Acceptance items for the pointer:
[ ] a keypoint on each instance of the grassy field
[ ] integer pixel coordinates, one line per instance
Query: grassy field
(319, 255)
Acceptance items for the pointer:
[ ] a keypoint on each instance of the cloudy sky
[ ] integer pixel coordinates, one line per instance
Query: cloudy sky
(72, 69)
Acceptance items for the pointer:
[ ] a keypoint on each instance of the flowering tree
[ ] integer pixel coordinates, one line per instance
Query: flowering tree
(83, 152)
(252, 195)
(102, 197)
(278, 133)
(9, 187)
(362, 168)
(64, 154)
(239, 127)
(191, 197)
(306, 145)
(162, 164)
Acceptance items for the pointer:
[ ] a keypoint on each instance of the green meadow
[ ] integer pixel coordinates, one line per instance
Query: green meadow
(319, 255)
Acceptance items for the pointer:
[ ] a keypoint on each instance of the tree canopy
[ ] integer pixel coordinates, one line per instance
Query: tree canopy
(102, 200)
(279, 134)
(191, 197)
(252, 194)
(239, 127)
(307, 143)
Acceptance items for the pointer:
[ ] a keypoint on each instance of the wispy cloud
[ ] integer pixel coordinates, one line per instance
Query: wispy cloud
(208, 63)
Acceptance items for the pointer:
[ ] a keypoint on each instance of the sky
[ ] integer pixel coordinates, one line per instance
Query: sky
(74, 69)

§ §

Each line from the one holding "[ ] a keypoint on each instance of the sky" to the end of the data above goes into the answer exactly as written, and no other line does.

### Written solution
[ ] a keypoint on each instance of the sky
[ ] integer pixel coordinates, one line per instance
Query: sky
(74, 69)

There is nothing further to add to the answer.